Set problem 1> Which services make up the normal monthly pattern in the Stogumber church page, and on which Sunday and at what time is each held?

:: Text excerpt ::

FOR OVER SIX CENTURIES,
THE CHURCH OF St. MARY THE VIRGIN has been the focal point of Stogumber,
and even before this, in Norman times, there was no doubt a place of
worship on this site, though every trace of the original church has
now disappeared. Those who have gone before us and those who follow
us in the generations to come are all part of its fabric.
The Church Today
The Rector is Reverend Prebendary Angela Berners-Wilson
The normal monthly service pattern is: 1st Sunday 11am Matins, 2nd Sunday 10:30am Benefice Communion; 3rd Sunday 6:30pm Evensong, 4th Sunday 11am Holy Communion.
To talk about weddings, baptisms or confirmation or if you would like a home visit or Holy Communion at home, please call Angela or contact the Benefice Office, email: email@example.com.
The benefice website is at www.quantocktowersbenefice.org.uk.
History and Architecture
THE TOWER, begun
in the fourteenth century, is built of red sandstone. It leads into
the church through a big arch with a triple chamfer, now filled with
a wooden screen, and to the aisle a double chamfer. It has diagonal
buttresses, transomed bell openings, with battlements and a higher stair
turret. On the other side of the church the south porch is also red
and embattled and, no doubt, of the same date.

:::
:: Excerpted data ::

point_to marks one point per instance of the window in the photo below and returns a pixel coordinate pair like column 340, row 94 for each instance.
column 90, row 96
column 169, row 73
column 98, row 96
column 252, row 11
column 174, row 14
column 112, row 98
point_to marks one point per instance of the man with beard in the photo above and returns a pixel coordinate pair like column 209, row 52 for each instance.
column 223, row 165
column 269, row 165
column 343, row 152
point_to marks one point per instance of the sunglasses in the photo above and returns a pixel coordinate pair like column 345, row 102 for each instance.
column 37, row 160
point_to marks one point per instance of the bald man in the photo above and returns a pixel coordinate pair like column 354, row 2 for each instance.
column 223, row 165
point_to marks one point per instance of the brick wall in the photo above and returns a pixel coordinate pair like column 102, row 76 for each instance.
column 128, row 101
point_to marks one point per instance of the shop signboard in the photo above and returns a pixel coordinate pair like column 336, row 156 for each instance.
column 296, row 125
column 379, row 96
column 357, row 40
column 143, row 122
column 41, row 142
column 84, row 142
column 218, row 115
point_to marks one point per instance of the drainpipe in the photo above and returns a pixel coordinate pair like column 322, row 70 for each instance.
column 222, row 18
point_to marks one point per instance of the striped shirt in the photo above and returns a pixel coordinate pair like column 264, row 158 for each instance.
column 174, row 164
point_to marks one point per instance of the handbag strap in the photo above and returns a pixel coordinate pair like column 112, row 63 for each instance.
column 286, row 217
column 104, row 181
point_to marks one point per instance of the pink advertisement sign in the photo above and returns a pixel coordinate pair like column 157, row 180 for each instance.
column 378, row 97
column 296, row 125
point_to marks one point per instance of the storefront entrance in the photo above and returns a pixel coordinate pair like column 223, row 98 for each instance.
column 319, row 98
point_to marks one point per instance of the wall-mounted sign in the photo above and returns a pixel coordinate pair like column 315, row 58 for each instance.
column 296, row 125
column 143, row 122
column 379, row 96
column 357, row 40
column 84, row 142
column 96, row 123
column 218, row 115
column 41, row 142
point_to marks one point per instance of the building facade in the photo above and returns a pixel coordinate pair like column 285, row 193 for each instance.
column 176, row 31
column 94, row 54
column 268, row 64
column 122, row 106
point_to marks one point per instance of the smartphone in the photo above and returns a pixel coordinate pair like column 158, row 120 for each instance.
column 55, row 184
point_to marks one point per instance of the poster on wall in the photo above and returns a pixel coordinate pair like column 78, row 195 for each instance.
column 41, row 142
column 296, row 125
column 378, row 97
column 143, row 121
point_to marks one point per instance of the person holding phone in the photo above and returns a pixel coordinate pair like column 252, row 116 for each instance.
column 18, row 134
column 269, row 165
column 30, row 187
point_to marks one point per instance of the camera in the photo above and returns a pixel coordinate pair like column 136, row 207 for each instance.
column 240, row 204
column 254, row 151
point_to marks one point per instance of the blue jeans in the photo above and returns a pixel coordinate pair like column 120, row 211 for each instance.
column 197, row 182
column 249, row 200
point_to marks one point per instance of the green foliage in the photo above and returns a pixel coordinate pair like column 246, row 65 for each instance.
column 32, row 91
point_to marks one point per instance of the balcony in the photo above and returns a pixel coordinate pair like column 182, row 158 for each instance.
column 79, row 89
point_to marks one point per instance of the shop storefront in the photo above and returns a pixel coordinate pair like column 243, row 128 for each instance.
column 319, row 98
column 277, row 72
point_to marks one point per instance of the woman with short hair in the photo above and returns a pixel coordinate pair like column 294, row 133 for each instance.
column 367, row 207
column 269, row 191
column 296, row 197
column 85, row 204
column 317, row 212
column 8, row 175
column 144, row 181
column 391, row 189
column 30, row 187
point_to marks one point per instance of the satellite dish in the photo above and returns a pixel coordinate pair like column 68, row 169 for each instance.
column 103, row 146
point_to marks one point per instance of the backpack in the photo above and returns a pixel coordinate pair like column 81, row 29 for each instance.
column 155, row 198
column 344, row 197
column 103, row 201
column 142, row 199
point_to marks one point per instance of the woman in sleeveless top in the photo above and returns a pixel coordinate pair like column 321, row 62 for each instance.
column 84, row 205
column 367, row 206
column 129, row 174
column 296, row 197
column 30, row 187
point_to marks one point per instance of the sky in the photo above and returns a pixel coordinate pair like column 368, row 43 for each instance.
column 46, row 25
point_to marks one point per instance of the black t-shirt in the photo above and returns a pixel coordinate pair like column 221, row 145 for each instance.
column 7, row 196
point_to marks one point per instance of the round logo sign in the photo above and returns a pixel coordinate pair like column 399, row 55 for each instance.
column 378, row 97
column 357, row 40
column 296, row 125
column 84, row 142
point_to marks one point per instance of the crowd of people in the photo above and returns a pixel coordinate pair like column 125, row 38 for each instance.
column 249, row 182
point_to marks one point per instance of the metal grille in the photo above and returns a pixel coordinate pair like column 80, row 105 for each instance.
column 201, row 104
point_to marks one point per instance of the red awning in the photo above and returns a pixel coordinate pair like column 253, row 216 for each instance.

:::

Set problem 2> Can you format the entries between the line holding "point_to marks one point per instance of the man" and the line holding "column 37, row 160", inclusive, as a numbered list?

Task answer 1>
1. Matins: 1st Sunday, 11am
2. Benefice Communion: 2nd Sunday, 10:30am
3. Evensong: 3rd Sunday, 6:30pm
4. Holy Communion: 4th Sunday, 11am

Task answer 2>
1. point_to marks one point per instance of the man with beard in the photo above and returns a pixel coordinate pair like column 209, row 52 for each instance.
2. column 223, row 165
3. column 269, row 165
4. column 343, row 152
5. point_to marks one point per instance of the sunglasses in the photo above and returns a pixel coordinate pair like column 345, row 102 for each instance.
6. column 37, row 160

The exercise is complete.